▶ TASK TO COMPLETE
Copy the records below word for word, leaving out the pictures.

_ _ _ _ _ _ _

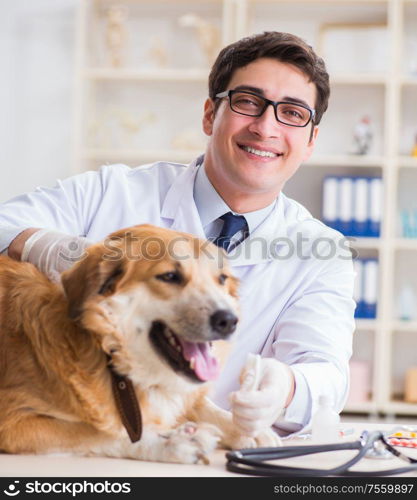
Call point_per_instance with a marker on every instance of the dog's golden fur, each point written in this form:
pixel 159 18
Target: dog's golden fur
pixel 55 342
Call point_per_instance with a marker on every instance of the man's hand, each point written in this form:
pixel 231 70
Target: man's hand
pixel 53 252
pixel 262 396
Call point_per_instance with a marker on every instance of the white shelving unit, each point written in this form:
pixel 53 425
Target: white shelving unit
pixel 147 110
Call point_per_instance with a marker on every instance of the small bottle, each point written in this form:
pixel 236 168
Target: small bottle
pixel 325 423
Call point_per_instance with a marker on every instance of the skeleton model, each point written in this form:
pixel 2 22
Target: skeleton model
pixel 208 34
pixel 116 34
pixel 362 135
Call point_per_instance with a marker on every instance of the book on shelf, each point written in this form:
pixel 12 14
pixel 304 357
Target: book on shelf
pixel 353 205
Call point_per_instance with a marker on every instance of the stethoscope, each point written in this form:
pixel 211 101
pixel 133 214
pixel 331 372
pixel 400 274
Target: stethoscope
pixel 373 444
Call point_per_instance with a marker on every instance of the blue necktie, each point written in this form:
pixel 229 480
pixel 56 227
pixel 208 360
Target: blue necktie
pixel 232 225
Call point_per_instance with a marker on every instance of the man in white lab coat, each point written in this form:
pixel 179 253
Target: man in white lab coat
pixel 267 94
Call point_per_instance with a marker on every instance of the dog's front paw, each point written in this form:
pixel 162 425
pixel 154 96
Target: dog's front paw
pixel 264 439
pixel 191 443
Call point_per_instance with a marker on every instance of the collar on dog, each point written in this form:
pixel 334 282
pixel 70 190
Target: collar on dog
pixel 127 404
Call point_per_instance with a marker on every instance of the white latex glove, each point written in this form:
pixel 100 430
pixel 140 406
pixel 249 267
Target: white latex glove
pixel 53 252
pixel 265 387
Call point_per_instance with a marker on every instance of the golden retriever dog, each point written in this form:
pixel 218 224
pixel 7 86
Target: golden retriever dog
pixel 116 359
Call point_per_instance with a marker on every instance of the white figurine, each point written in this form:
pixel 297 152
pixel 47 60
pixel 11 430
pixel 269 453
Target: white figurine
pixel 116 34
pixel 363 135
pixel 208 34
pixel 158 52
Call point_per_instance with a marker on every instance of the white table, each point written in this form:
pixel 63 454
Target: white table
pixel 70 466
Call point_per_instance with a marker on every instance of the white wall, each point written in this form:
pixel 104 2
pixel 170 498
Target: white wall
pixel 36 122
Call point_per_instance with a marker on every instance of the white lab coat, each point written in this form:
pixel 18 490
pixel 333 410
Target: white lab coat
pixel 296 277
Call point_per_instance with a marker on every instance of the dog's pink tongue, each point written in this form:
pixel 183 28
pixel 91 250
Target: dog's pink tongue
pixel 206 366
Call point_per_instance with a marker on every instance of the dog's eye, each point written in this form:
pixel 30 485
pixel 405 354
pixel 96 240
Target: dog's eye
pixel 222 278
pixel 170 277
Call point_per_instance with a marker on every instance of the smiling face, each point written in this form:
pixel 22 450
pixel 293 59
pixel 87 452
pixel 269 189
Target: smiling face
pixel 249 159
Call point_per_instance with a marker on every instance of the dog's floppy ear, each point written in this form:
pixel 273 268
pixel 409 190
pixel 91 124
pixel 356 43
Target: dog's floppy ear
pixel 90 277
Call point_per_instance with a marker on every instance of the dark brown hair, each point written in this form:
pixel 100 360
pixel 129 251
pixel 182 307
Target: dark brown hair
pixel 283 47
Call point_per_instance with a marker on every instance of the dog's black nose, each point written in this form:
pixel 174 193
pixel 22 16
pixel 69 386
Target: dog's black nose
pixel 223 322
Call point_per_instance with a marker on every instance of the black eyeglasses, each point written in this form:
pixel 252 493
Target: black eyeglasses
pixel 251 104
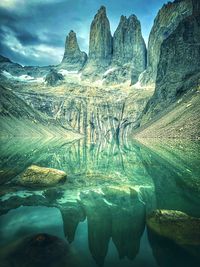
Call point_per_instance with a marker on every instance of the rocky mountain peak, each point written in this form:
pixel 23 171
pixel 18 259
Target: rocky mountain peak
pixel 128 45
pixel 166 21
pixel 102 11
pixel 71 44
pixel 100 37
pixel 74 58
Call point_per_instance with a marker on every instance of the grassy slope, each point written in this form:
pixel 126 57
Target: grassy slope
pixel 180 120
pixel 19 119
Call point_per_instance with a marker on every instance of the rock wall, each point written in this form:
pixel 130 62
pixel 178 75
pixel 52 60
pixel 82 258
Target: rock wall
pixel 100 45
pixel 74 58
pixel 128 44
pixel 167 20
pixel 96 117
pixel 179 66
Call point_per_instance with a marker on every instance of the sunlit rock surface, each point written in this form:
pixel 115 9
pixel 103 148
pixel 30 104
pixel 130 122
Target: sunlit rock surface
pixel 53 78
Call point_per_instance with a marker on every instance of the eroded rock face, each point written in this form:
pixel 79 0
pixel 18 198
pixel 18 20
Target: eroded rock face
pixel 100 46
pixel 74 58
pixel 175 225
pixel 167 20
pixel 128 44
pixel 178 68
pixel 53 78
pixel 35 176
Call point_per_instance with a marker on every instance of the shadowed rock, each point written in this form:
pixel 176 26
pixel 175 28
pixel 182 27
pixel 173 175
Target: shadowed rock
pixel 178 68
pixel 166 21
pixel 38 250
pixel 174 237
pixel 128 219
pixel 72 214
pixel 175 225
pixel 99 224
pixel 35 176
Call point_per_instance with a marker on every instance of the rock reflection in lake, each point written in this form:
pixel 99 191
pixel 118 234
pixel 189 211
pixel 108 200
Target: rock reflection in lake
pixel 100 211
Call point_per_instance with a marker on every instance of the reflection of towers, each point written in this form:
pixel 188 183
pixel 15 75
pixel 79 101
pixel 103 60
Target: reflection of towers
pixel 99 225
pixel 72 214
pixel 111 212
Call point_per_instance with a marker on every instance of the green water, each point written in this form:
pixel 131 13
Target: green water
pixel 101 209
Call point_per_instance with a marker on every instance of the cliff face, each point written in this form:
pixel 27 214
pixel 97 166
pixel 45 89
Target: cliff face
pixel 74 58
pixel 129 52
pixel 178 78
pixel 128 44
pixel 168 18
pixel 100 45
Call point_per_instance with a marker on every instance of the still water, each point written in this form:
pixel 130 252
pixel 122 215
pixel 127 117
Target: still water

_ _ _ _ _ _ _

▶ RESULT
Call point_per_instance with a marker on every instance of the dog's golden fur, each point written in this form:
pixel 159 18
Target: dog's golden fur
pixel 55 342
Call point_per_instance with a marker on every instance of the man's hand, each point written in this form:
pixel 231 70
Target: man's hand
pixel 53 252
pixel 262 396
Call point_per_instance with a marker on every instance of the white shelving unit, each point written in this form:
pixel 53 425
Target: white shelving unit
pixel 147 110
Call point_per_instance with a marker on every instance of the small bottle, each point written in this form:
pixel 236 168
Target: small bottle
pixel 325 423
Call point_per_instance with a marker on every instance of the skeleton model, each point written in this form:
pixel 2 22
Target: skeleton model
pixel 208 34
pixel 116 34
pixel 362 135
Call point_per_instance with a marker on every instance of the book on shelf, each point written in this form:
pixel 12 14
pixel 304 357
Target: book on shelf
pixel 353 205
Call point_per_instance with a marker on every instance of the stethoscope, each point written in this form:
pixel 211 101
pixel 133 214
pixel 331 372
pixel 400 274
Target: stethoscope
pixel 373 444
Call point_per_instance with a marker on every instance of the blue necktie, each point written in this form:
pixel 229 480
pixel 56 227
pixel 208 360
Target: blue necktie
pixel 232 225
Call point_per_instance with a marker on every instance of the man in white lab coat, each point written in this form:
pixel 179 253
Target: man in white lab coat
pixel 267 94
Call point_per_instance with a marker on every instance of the dog's front paw, each point written in this form:
pixel 162 425
pixel 154 96
Target: dog's front paw
pixel 264 439
pixel 191 443
Call point_per_instance with a marker on every instance of the collar on dog, each point written in this form:
pixel 334 282
pixel 70 190
Target: collar on dog
pixel 127 404
Call point_per_instance with a marker on every instance of the white latex glove, each point written in this form:
pixel 100 430
pixel 140 406
pixel 249 267
Target: white latex glove
pixel 53 252
pixel 265 387
Call point_per_instance with a marker on every instance of the golden retriever dog, each point written in this form:
pixel 218 224
pixel 7 86
Target: golden retriever dog
pixel 116 359
Call point_per_instance with a marker on every instance of the white figurine, each point written in this form:
pixel 297 152
pixel 47 60
pixel 11 430
pixel 269 453
Target: white figurine
pixel 116 34
pixel 363 135
pixel 208 34
pixel 158 52
Call point_per_instance with a marker on every instance of the white table, each point written in this form:
pixel 63 454
Target: white table
pixel 70 466
Call point_per_instance with a marker on every instance of the white wall, each point written in this form:
pixel 104 2
pixel 170 498
Target: white wall
pixel 36 122
Call point_per_instance with a marker on every instance of the white lab coat, each point written in this form:
pixel 18 490
pixel 333 410
Target: white lab coat
pixel 296 277
Call point_per_instance with a marker on every instance of the dog's pink tongue, each point written in this form:
pixel 183 28
pixel 91 250
Target: dog's pink tongue
pixel 206 366
Call point_per_instance with a marker on every instance of the dog's eye, each point written in this form:
pixel 30 485
pixel 405 354
pixel 96 240
Target: dog's eye
pixel 222 278
pixel 170 277
Call point_per_instance with a marker on every instance of the smiling face, each point written in this form:
pixel 22 450
pixel 293 59
pixel 87 452
pixel 269 189
Target: smiling face
pixel 249 159
Call point_per_instance with a marker on every instance of the dog's floppy ear, each point written in this form:
pixel 273 268
pixel 409 190
pixel 91 124
pixel 356 43
Target: dog's floppy ear
pixel 90 277
Call point_per_instance with a marker on every instance of the dark brown hair, each point written in this form:
pixel 100 360
pixel 129 251
pixel 182 307
Target: dark brown hair
pixel 283 47
Call point_per_instance with a marker on every instance of the dog's black nose, each point written in this form:
pixel 174 193
pixel 22 16
pixel 69 386
Target: dog's black nose
pixel 223 322
Call point_per_instance with a marker on every instance of the black eyeglasses, each point written in this form:
pixel 252 493
Target: black eyeglasses
pixel 251 104
Call point_per_instance with a marker on every instance of the rocky mountain peak, each point written in this form:
pixel 23 171
pixel 18 259
Target: rocky mountain peak
pixel 128 45
pixel 166 21
pixel 102 11
pixel 71 44
pixel 100 37
pixel 74 58
Call point_per_instance with a marker on every instance of the grassy slope, each point written in this form:
pixel 126 57
Target: grassy slope
pixel 180 120
pixel 19 119
Call point_per_instance with a marker on every instance of the rock wall, each point written in this form:
pixel 130 62
pixel 178 75
pixel 52 60
pixel 82 258
Target: rock wall
pixel 100 45
pixel 74 58
pixel 128 44
pixel 167 20
pixel 96 117
pixel 179 66
Call point_per_instance with a marker on every instance of the sunlit rock surface, each point written in this form:
pixel 115 9
pixel 103 148
pixel 30 104
pixel 130 122
Target: sunlit rock surface
pixel 53 78
Call point_per_instance with a marker on every instance of the eroded rock face, each point written in this form:
pixel 79 0
pixel 18 198
pixel 18 20
Target: eroded rock face
pixel 100 46
pixel 74 58
pixel 175 225
pixel 167 20
pixel 128 44
pixel 178 68
pixel 53 78
pixel 35 176
Call point_per_instance with a marker on every instance of the shadowed rock, each point written in this form:
pixel 176 26
pixel 175 28
pixel 182 27
pixel 173 175
Target: shadowed rock
pixel 178 68
pixel 166 21
pixel 38 250
pixel 174 237
pixel 128 219
pixel 72 214
pixel 175 225
pixel 99 224
pixel 35 176
Call point_per_instance with a marker on every instance of the rock reflection in lake, each point written in this form:
pixel 99 191
pixel 118 234
pixel 189 211
pixel 108 200
Target: rock reflection in lake
pixel 100 211
Call point_per_instance with a marker on every instance of the reflection of towers, each point written in this form:
pixel 188 183
pixel 15 75
pixel 79 101
pixel 103 60
Target: reflection of towers
pixel 99 225
pixel 72 214
pixel 111 212
Call point_per_instance with a marker on every instance of the green water, each point written in this form:
pixel 131 13
Target: green water
pixel 101 209
Call point_per_instance with a marker on every instance of the cliff face, each point written in this form:
pixel 27 214
pixel 97 166
pixel 45 89
Target: cliff face
pixel 74 58
pixel 129 52
pixel 178 78
pixel 128 44
pixel 168 18
pixel 100 45
Call point_per_instance with a marker on every instance of the still water, each point written in this form:
pixel 130 252
pixel 122 215
pixel 127 117
Target: still water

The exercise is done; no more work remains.